__Selection__:
----------

Scraping Central is reader-supported. When you buy through links on our site, we may earn an affiliate commission.

2.16intermediate5 min read

Puppeteer in Node.js

Google's own browser-automation library, the Chromium-only ancestor of Playwright. Smaller, simpler, and still excellent for Chrome-specific scrapes.

What you’ll learn

  • Install Puppeteer and run a script that drives Chromium.
  • Translate Playwright Node concepts to Puppeteer equivalents.
  • Choose Puppeteer over Playwright when CDP-native features (devtools recording, performance traces) matter.
  • Use `puppeteer-extra` and stealth plugins when needed.

Puppeteer was the library Microsoft hired the team away from to build Playwright. It's still maintained by Google, still excellent, still the right tool when you need Chromium-only with raw CDP access. If you're inheriting a Puppeteer codebase or specifically want devtools-protocol features, this is where you start.

Install

npm install puppeteer

Puppeteer downloads a known-good Chromium build during npm install (~150 MB). To skip that and use your system Chrome:

npm install puppeteer-core

puppeteer-core is the same library without the bundled browser. You point it at any existing Chromium installation via executablePath.

Your first scraper

const puppeteer = require("puppeteer");

(async () => {
  const browser = await puppeteer.launch();
  const page = await browser.newPage();
  await page.goto("https://practice.scrapingcentral.com/");
  console.log(await page.title());
  console.log(await page.$eval("h1", el => el.innerText));
  await browser.close();
})();

Almost identical to Playwright Node. The semantic shifts:

Playwright Puppeteer
chromium.launch() puppeteer.launch() (Chromium-only)
page.locator(sel).innerText() page.$eval(sel, el => el.innerText)
page.locator(sel).all() page.$$eval(sel, els => ...)
page.expect_response(...) page.waitForResponse(...)
page.route(...) page.on('request', req => ...) / setRequestInterception(true)
BrowserContext browser.createIncognitoBrowserContext()

You'll notice Puppeteer is less declarative. There's no locator abstraction, you query elements with $ (single) and $$ (multi), and act on the returned handles. That makes Puppeteer's surface smaller but more verbose for complex scripts.

$eval vs $$eval

The Puppeteer idiom: run JS in the page context, returning serializable values.

// Single element → run function in page, return result
const title = await page.$eval("h1", el => el.innerText);

// Multiple elements → run function with array of elements
const links = await page.$$eval("a[href]", anchors =>
  anchors.map(a => ({ text: a.innerText, href: a.href }))
);

// More control via $ / $$ that return ElementHandles
const handle = await page.$(".product-card");
await handle.click();

$eval/$$eval are convenient for read-only extraction. $/$$ give you handles for interaction. ElementHandles share the same stale-element risk as Selenium WebElements, they're snapshots, not lazy queries.

----------

__To do__:
A. Answer these questions from the Puppeteer tutorial:
(i) About how large is the Chromium build that Puppeteer downloads during npm install?
(ii) Which package is the same library without the bundled browser?
(iii) Which methods does the tutorial call convenient for read-only extraction?
B. From the entries, output as a JSON list of strings the lines between the line holding "Target: distant hill" and the line holding "370 141 L 370", inclusive, one string per line and leaving out blank lines.

----------

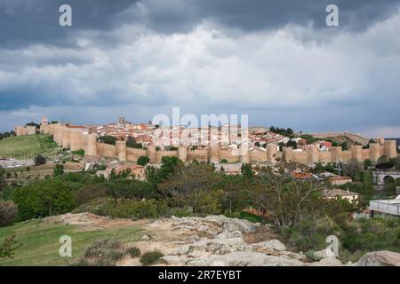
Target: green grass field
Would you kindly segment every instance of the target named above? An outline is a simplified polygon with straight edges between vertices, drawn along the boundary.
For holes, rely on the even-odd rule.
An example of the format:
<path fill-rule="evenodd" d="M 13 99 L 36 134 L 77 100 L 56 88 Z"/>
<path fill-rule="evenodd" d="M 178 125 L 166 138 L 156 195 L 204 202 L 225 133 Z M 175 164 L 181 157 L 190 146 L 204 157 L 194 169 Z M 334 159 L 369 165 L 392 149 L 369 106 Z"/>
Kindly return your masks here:
<path fill-rule="evenodd" d="M 31 159 L 35 154 L 46 154 L 57 147 L 49 135 L 24 135 L 0 141 L 0 157 Z"/>
<path fill-rule="evenodd" d="M 50 225 L 38 220 L 18 223 L 0 228 L 0 241 L 5 237 L 15 235 L 21 246 L 15 251 L 13 258 L 0 259 L 0 266 L 55 266 L 66 265 L 84 255 L 85 248 L 103 238 L 116 238 L 127 244 L 137 241 L 142 236 L 140 225 L 78 231 L 74 225 Z M 60 257 L 60 237 L 68 235 L 72 239 L 72 257 Z"/>

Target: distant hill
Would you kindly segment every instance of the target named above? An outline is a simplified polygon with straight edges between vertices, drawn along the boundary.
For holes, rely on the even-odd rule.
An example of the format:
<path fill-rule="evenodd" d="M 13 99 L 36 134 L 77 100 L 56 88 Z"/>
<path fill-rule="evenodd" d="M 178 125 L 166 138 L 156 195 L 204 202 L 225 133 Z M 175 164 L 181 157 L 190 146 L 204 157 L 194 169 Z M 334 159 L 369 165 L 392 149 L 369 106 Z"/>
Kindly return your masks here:
<path fill-rule="evenodd" d="M 49 135 L 24 135 L 0 141 L 0 158 L 32 159 L 36 154 L 46 154 L 57 144 Z"/>
<path fill-rule="evenodd" d="M 370 141 L 370 138 L 363 137 L 359 134 L 350 133 L 350 132 L 324 132 L 324 133 L 311 133 L 312 136 L 317 138 L 330 138 L 336 142 L 344 142 L 344 140 L 349 140 L 350 145 L 359 143 L 363 146 L 365 146 Z"/>

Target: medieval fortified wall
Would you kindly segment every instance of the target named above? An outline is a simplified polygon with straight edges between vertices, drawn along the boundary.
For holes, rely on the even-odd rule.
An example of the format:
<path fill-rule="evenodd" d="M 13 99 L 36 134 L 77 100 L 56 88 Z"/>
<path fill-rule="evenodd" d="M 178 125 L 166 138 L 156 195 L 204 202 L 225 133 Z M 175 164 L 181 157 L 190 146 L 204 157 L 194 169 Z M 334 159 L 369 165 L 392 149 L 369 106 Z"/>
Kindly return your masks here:
<path fill-rule="evenodd" d="M 16 127 L 17 135 L 36 134 L 32 127 Z M 244 154 L 236 155 L 226 149 L 218 146 L 210 146 L 208 149 L 188 149 L 180 146 L 177 151 L 156 151 L 155 146 L 149 146 L 147 149 L 135 149 L 126 146 L 125 141 L 116 141 L 116 145 L 108 145 L 97 142 L 94 133 L 87 133 L 85 130 L 63 125 L 60 123 L 47 122 L 44 118 L 40 126 L 40 132 L 52 135 L 54 141 L 60 146 L 70 148 L 71 151 L 84 150 L 85 156 L 105 156 L 116 158 L 120 161 L 136 162 L 140 156 L 148 156 L 150 162 L 161 162 L 163 156 L 178 157 L 183 162 L 197 160 L 200 162 L 220 162 L 226 159 L 228 162 L 272 162 L 276 158 L 285 161 L 294 161 L 300 163 L 314 162 L 338 162 L 356 161 L 359 162 L 370 159 L 377 162 L 383 155 L 395 158 L 397 156 L 395 140 L 387 140 L 383 143 L 371 143 L 368 149 L 363 149 L 361 146 L 354 146 L 350 150 L 342 150 L 340 146 L 331 147 L 327 152 L 320 152 L 316 148 L 308 151 L 293 151 L 292 147 L 284 147 L 283 151 L 277 151 L 275 145 L 268 145 L 264 151 L 246 151 Z"/>

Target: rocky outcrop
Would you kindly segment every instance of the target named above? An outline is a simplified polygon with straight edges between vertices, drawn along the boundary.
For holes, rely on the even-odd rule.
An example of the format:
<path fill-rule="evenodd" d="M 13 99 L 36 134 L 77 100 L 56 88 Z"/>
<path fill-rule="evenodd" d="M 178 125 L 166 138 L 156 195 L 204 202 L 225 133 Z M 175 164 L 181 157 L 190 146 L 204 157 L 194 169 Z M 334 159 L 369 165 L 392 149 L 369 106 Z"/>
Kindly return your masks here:
<path fill-rule="evenodd" d="M 354 266 L 399 265 L 400 254 L 380 251 L 366 254 L 358 263 L 343 264 L 331 249 L 314 253 L 287 250 L 279 240 L 268 240 L 268 226 L 225 216 L 172 217 L 148 225 L 151 240 L 140 241 L 140 249 L 161 250 L 166 265 L 191 266 Z M 159 232 L 159 240 L 156 233 Z M 161 233 L 160 233 L 161 232 Z M 156 236 L 156 237 L 154 237 Z M 267 240 L 265 240 L 267 239 Z M 259 242 L 252 241 L 265 240 Z M 158 241 L 158 242 L 157 242 Z"/>
<path fill-rule="evenodd" d="M 236 251 L 223 256 L 212 256 L 207 258 L 188 260 L 188 265 L 194 266 L 302 266 L 295 259 L 283 256 L 268 256 L 256 252 Z"/>
<path fill-rule="evenodd" d="M 167 265 L 301 266 L 307 261 L 303 254 L 287 251 L 278 240 L 245 242 L 244 235 L 256 233 L 261 227 L 247 220 L 222 215 L 204 218 L 173 217 L 148 225 L 151 228 L 168 225 L 179 232 L 184 241 L 173 241 L 179 246 L 163 257 Z"/>
<path fill-rule="evenodd" d="M 364 255 L 356 266 L 400 266 L 400 254 L 388 250 L 371 252 Z"/>

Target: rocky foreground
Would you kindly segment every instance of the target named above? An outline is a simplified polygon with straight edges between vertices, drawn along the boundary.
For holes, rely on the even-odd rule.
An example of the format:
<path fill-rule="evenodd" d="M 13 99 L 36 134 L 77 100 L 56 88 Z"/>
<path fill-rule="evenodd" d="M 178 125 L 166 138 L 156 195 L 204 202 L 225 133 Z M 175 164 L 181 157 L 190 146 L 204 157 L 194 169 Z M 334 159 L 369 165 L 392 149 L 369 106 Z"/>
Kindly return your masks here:
<path fill-rule="evenodd" d="M 148 223 L 80 213 L 66 214 L 51 221 L 79 225 L 85 229 L 140 224 L 144 234 L 140 241 L 130 245 L 142 252 L 161 251 L 164 255 L 162 265 L 400 266 L 400 254 L 391 251 L 368 253 L 355 264 L 342 264 L 330 249 L 324 249 L 316 253 L 321 260 L 312 262 L 302 253 L 288 251 L 284 244 L 271 238 L 274 234 L 268 225 L 225 216 L 172 217 Z M 117 264 L 141 265 L 137 258 L 128 256 Z"/>
<path fill-rule="evenodd" d="M 160 249 L 165 254 L 167 265 L 192 266 L 400 266 L 400 254 L 378 251 L 364 255 L 356 264 L 342 264 L 330 249 L 316 253 L 321 258 L 310 260 L 302 253 L 290 252 L 278 240 L 246 242 L 268 226 L 247 220 L 228 218 L 224 216 L 200 217 L 172 217 L 159 219 L 148 225 L 162 228 L 170 234 L 180 236 Z M 166 233 L 167 234 L 168 233 Z M 165 234 L 165 235 L 166 235 Z M 153 241 L 150 238 L 148 242 Z M 164 249 L 163 249 L 164 248 Z M 129 262 L 128 262 L 129 264 Z"/>

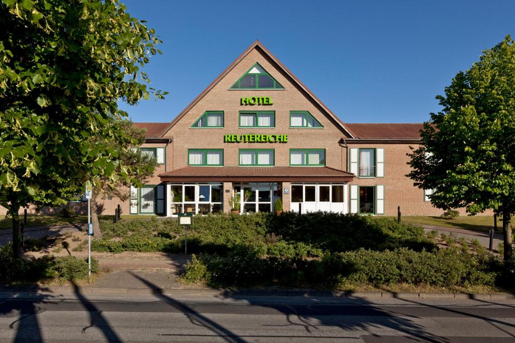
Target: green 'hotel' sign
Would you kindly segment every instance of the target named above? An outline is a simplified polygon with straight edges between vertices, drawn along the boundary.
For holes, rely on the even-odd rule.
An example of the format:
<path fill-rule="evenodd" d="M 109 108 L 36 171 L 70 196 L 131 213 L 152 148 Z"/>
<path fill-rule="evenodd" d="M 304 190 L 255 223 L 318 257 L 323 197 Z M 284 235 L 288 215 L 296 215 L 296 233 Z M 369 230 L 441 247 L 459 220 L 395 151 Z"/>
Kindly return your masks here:
<path fill-rule="evenodd" d="M 225 135 L 224 143 L 286 143 L 288 135 Z"/>
<path fill-rule="evenodd" d="M 270 97 L 247 97 L 242 98 L 242 105 L 273 105 Z"/>

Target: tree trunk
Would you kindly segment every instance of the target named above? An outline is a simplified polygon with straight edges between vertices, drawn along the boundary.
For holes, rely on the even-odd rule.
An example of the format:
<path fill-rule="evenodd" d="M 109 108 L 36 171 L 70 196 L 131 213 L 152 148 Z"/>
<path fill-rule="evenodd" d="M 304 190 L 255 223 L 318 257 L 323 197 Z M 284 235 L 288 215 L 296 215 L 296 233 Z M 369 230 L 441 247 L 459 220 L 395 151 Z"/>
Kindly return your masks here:
<path fill-rule="evenodd" d="M 503 232 L 504 234 L 504 261 L 508 261 L 512 254 L 511 239 L 511 215 L 507 211 L 503 212 Z"/>
<path fill-rule="evenodd" d="M 22 242 L 20 232 L 20 216 L 18 211 L 20 206 L 13 204 L 11 202 L 11 207 L 9 209 L 11 216 L 12 218 L 12 256 L 15 259 L 19 258 L 22 255 Z"/>
<path fill-rule="evenodd" d="M 100 224 L 98 223 L 98 209 L 96 206 L 96 192 L 93 189 L 91 192 L 91 222 L 93 224 L 93 238 L 95 239 L 102 239 L 102 231 L 100 229 Z"/>

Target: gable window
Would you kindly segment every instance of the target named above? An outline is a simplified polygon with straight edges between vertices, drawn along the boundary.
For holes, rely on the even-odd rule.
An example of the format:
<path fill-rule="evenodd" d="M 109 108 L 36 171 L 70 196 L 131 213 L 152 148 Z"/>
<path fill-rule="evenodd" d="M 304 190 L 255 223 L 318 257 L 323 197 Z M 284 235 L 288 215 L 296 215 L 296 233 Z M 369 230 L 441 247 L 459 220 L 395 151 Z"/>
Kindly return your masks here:
<path fill-rule="evenodd" d="M 191 127 L 193 129 L 199 128 L 218 128 L 224 127 L 223 111 L 208 111 L 204 112 L 197 119 Z"/>
<path fill-rule="evenodd" d="M 359 149 L 359 176 L 373 177 L 375 176 L 375 149 Z"/>
<path fill-rule="evenodd" d="M 430 202 L 431 201 L 431 199 L 429 197 L 429 196 L 432 195 L 434 191 L 433 189 L 424 189 L 424 201 Z"/>
<path fill-rule="evenodd" d="M 325 149 L 290 149 L 290 166 L 325 165 Z"/>
<path fill-rule="evenodd" d="M 284 87 L 256 62 L 229 89 L 284 89 Z"/>
<path fill-rule="evenodd" d="M 190 166 L 223 166 L 223 149 L 188 149 Z"/>
<path fill-rule="evenodd" d="M 307 111 L 290 111 L 290 127 L 310 129 L 323 128 L 322 124 Z"/>
<path fill-rule="evenodd" d="M 140 151 L 142 156 L 149 156 L 155 157 L 159 164 L 164 164 L 164 148 L 140 148 Z"/>
<path fill-rule="evenodd" d="M 239 149 L 240 166 L 273 166 L 273 149 Z"/>
<path fill-rule="evenodd" d="M 350 172 L 358 177 L 384 177 L 384 149 L 351 148 Z"/>
<path fill-rule="evenodd" d="M 276 113 L 268 112 L 241 112 L 240 128 L 274 128 Z"/>

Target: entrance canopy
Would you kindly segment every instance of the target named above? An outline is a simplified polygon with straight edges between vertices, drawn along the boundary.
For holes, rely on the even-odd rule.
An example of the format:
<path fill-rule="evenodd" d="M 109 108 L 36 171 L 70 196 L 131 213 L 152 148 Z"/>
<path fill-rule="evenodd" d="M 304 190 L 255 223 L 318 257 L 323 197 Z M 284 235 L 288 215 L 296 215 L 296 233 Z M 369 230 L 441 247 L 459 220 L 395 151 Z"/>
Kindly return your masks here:
<path fill-rule="evenodd" d="M 354 174 L 329 167 L 185 167 L 159 175 L 162 182 L 350 182 Z"/>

----------

__Replies__:
A.
(i) About 150 MB.
(ii) puppeteer-core.
(iii) $eval and $$eval.

B.
[
  "Target: distant hill",
  "Would you kindly segment every instance of the target named above? An outline is a simplified polygon with straight edges between vertices, drawn along the boundary.",
  "For holes, rely on the even-odd rule.",
  "An example of the format:",
  "<path fill-rule=\"evenodd\" d=\"M 13 99 L 36 134 L 77 100 L 56 88 Z\"/>",
  "<path fill-rule=\"evenodd\" d=\"M 178 125 L 166 138 L 156 195 L 204 202 L 225 133 Z M 175 164 L 181 157 L 190 146 L 204 157 L 194 169 Z M 334 159 L 369 165 L 392 149 L 369 106 Z\"/>",
  "Kindly return your masks here:",
  "<path fill-rule=\"evenodd\" d=\"M 49 135 L 24 135 L 0 141 L 0 158 L 32 159 L 36 154 L 46 154 L 57 144 Z\"/>",
  "<path fill-rule=\"evenodd\" d=\"M 370 141 L 370 138 L 363 137 L 359 134 L 350 133 L 350 132 L 324 132 L 324 133 L 311 133 L 312 136 L 317 138 L 330 138 L 336 142 L 344 142 L 344 140 L 349 140 L 350 145 L 359 143 L 363 146 L 365 146 Z\"/>"
]